Als Autor für das Fachmagazin Kaffee & Co. widmet sich Dr. Steffen Schwarz, Geschäftsführer von Coffee Consulate, in regelmäßigen Beiträgen Themen rund um das beliebte Heißgetränk. In diesem Beitrag geht es um Methoden der Extraktion von Kaffee.

Kaffee ist nicht nur das am meisten konsumierte Getränk der Welt nach Wasser, es ist auch komplexer als alle anderen Getränke. Dies gilt vor allem in Bezug auf die Aromen – denn kein anderes Lebensmittel weist eine solche Aromenfülle auf. Er besitzt über 2.000 bereits identifizierte einzelne Aromaverbindungen, die in ihrer Gesamtheit den „Kaffeegeschmack“ ausmachen. Kaffee ist zudem ein halbfertiges Getränk – es muss also vor dem Genuss noch fertig zubereitet werden.

● ÜBUNGSAUFGABE 1: Bearbeite im Text über Kaffee den Abschnitt von „Kaffee ist nicht“ bis „fertig zubereitet werden.“, indem du „Aromenfülle“ durch „Geschmacksvielfalt“ ersetzt, und gib diesen Abschnitt dann wieder.

● AUSGEWÄHLTE ZEILEN:
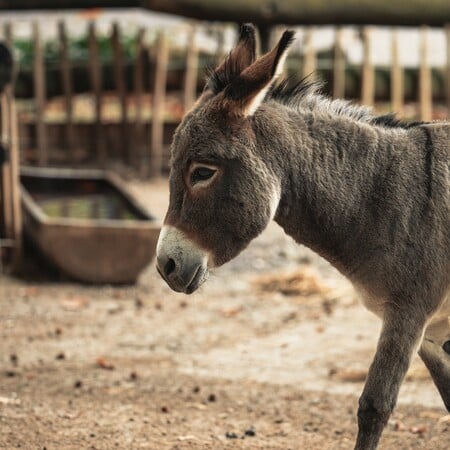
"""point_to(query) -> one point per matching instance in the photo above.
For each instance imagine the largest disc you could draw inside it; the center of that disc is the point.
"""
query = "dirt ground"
(270, 354)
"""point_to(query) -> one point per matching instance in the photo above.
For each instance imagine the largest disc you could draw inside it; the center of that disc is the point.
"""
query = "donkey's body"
(370, 195)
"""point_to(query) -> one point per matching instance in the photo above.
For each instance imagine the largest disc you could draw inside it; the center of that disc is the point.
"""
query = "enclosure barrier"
(10, 217)
(153, 78)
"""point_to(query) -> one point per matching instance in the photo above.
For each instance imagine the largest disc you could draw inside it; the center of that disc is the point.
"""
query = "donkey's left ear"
(244, 95)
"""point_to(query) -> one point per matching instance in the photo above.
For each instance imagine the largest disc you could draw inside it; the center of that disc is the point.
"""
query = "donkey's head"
(222, 193)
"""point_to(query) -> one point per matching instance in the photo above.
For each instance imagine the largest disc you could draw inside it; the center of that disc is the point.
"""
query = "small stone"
(250, 432)
(231, 435)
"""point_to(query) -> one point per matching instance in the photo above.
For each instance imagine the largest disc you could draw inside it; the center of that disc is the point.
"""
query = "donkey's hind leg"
(400, 336)
(435, 353)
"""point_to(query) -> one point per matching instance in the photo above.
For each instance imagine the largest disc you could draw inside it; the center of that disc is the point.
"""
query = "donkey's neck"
(332, 173)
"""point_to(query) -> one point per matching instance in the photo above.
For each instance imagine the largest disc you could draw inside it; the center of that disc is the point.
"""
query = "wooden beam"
(95, 73)
(368, 72)
(310, 12)
(397, 77)
(158, 106)
(425, 92)
(66, 81)
(40, 96)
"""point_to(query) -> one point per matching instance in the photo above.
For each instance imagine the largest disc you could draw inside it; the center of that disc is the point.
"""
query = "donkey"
(370, 194)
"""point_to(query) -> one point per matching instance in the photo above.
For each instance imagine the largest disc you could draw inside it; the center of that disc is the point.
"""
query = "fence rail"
(133, 115)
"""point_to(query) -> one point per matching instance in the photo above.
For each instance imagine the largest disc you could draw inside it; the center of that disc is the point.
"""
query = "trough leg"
(437, 359)
(400, 336)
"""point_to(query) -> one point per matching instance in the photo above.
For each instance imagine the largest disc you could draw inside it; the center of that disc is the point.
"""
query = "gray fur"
(370, 195)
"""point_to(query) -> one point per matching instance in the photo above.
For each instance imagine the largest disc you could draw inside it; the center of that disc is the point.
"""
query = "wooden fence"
(10, 214)
(139, 135)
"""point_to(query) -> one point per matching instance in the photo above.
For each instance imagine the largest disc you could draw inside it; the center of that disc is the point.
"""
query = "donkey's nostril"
(446, 347)
(169, 267)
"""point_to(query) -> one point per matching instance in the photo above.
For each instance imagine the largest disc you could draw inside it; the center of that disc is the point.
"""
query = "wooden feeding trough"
(87, 224)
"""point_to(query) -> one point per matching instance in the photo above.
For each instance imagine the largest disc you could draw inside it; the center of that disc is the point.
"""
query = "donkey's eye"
(201, 174)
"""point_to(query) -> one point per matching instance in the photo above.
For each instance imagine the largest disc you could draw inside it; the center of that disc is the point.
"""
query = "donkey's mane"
(306, 95)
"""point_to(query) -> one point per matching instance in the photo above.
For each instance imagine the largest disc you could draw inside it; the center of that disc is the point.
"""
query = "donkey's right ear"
(241, 57)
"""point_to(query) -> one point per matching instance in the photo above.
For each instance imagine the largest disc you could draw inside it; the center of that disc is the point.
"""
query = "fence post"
(66, 79)
(338, 66)
(158, 106)
(397, 85)
(309, 54)
(425, 93)
(368, 74)
(121, 88)
(138, 93)
(95, 74)
(191, 73)
(447, 38)
(40, 96)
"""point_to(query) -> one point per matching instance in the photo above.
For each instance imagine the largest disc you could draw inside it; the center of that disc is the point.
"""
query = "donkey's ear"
(245, 94)
(242, 56)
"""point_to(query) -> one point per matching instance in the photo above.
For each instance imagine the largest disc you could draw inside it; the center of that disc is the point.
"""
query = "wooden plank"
(191, 71)
(338, 66)
(368, 73)
(397, 77)
(139, 100)
(121, 89)
(425, 93)
(15, 183)
(6, 169)
(40, 96)
(95, 73)
(66, 81)
(158, 106)
(447, 75)
(309, 63)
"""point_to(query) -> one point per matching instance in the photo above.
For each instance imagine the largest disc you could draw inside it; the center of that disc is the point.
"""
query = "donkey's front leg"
(400, 336)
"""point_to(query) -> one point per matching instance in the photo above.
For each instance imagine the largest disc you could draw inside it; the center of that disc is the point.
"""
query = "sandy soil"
(270, 354)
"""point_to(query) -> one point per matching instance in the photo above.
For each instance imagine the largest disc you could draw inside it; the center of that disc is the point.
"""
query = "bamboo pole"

● ÜBUNGSAUFGABE 2: Finde alle Zeilen, die das Wort „donkey“ enthalten, und schreibe jede davon ab, wobei Groß- und Kleinschreibung zu beachten ist.

● LÖSUNG 1:
Kaffee ist nicht nur das am meisten konsumierte Getränk der Welt nach Wasser, es ist auch komplexer als alle anderen Getränke. Dies gilt vor allem in Bezug auf die Aromen – denn kein anderes Lebensmittel weist eine solche Geschmacksvielfalt auf. Er besitzt über 2.000 bereits identifizierte einzelne Aromaverbindungen, die in ihrer Gesamtheit den „Kaffeegeschmack“ ausmachen. Kaffee ist zudem ein halbfertiges Getränk – es muss also vor dem Genuss noch fertig zubereitet werden.

● LÖSUNG 2:
query = "donkey's body"
query = "donkey's left ear"
query = "donkey's head"
query = "donkey's hind leg"
query = "donkey's neck"
query = "donkey"
query = "donkey's nostril"
query = "donkey's eye"
query = "donkey's mane"
query = "donkey's right ear"
query = "donkey's ear"
query = "donkey's front leg"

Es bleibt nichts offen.